Exercise instructions: Find every line in the records below that contains "foliage", and copy it.

● ● ● ● ●

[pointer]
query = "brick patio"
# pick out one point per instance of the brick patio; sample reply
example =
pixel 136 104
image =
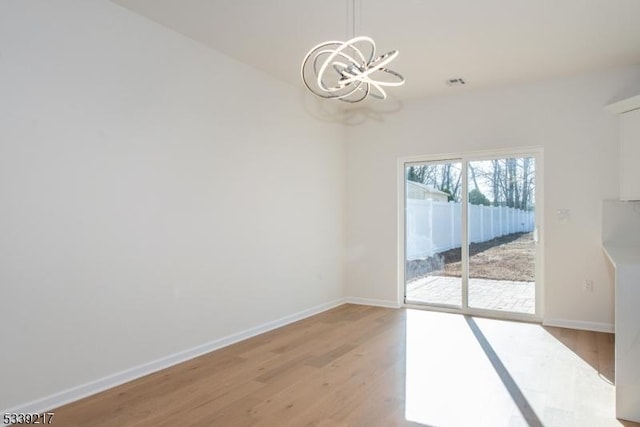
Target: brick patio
pixel 500 295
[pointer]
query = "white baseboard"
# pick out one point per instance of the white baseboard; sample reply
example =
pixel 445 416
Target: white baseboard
pixel 373 302
pixel 76 393
pixel 579 324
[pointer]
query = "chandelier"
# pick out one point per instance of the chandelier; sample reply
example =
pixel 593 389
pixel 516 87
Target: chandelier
pixel 349 71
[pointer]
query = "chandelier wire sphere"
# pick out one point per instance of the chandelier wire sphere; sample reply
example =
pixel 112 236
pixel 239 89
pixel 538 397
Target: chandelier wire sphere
pixel 349 71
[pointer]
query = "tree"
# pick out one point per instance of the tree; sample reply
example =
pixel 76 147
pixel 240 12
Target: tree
pixel 477 198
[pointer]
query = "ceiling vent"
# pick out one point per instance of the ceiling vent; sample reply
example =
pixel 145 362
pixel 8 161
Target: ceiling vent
pixel 456 82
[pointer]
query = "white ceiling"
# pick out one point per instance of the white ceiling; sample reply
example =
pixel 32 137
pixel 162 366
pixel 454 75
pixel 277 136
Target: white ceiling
pixel 486 42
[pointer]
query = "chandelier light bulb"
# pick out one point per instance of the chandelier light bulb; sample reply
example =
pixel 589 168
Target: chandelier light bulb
pixel 349 71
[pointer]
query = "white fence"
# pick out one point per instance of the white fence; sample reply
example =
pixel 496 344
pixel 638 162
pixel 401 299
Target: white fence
pixel 434 227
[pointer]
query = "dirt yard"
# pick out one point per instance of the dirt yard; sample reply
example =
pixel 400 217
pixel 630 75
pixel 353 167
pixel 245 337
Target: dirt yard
pixel 509 257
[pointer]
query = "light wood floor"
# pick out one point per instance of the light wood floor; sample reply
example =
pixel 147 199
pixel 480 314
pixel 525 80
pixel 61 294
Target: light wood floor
pixel 366 366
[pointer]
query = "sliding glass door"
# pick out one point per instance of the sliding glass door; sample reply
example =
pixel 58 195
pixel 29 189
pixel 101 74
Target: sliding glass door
pixel 470 234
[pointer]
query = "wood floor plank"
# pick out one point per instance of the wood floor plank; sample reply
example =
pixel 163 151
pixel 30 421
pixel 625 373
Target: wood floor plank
pixel 349 367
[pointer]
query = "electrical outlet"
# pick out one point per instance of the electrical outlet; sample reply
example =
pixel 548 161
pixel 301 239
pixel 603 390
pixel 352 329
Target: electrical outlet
pixel 588 285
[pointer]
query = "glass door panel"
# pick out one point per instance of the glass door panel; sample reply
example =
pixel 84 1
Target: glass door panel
pixel 433 235
pixel 501 223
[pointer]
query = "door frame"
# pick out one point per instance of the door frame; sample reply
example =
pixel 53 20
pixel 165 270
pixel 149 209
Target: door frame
pixel 465 157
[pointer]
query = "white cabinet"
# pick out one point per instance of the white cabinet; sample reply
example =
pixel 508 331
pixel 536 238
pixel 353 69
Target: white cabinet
pixel 626 261
pixel 629 111
pixel 630 155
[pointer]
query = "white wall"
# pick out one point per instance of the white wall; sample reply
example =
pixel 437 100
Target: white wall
pixel 154 195
pixel 564 115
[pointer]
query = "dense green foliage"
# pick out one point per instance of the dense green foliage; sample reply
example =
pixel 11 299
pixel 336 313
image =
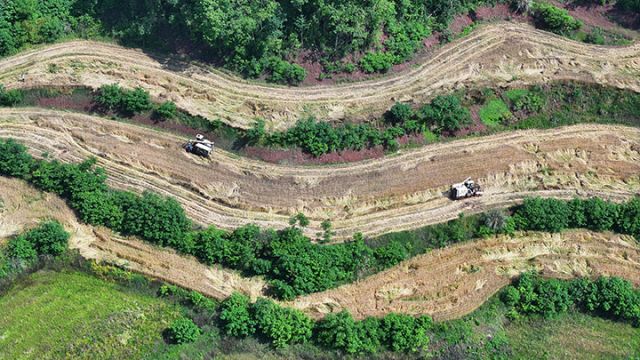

● ● ● ● ●

Answer section:
query = "dense green foliage"
# pick out one point per instance of the dense green foliage; sample reply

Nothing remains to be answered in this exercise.